About this task -> What lines in this listing contain the string "yellow"? Report each one by copying it.

****************

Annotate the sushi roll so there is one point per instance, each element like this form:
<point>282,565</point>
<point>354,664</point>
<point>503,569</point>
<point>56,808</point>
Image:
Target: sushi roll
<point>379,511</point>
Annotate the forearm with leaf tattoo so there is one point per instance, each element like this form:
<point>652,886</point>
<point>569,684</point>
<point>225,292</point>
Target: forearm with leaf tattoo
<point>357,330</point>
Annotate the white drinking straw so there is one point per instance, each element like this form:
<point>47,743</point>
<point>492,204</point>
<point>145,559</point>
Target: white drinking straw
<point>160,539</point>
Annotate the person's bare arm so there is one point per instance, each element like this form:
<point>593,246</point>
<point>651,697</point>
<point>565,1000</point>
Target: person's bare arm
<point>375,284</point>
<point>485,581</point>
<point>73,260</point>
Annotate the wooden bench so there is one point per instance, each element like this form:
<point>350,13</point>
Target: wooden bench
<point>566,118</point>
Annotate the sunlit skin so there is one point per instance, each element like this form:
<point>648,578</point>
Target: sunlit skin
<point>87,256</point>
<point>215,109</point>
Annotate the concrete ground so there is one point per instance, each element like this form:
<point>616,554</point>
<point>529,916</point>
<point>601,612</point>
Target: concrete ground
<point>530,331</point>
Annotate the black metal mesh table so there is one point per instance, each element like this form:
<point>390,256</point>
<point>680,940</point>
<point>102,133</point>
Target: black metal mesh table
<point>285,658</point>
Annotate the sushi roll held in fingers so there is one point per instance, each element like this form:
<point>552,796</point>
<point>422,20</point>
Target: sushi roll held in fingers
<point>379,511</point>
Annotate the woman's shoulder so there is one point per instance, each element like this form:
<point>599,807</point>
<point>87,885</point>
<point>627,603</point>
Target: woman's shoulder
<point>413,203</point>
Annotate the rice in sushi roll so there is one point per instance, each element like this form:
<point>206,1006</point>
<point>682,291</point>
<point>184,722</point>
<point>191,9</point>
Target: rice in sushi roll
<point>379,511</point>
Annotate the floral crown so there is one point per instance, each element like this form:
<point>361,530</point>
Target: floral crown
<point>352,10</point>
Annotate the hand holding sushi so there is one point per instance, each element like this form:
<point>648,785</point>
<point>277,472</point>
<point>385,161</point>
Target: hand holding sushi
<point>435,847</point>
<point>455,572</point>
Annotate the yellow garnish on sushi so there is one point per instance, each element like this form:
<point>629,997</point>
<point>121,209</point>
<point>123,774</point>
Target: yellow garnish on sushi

****************

Task result ->
Annotate the yellow garnish on sushi so there is one point per instance, each element like this form:
Target: yellow garnish on sushi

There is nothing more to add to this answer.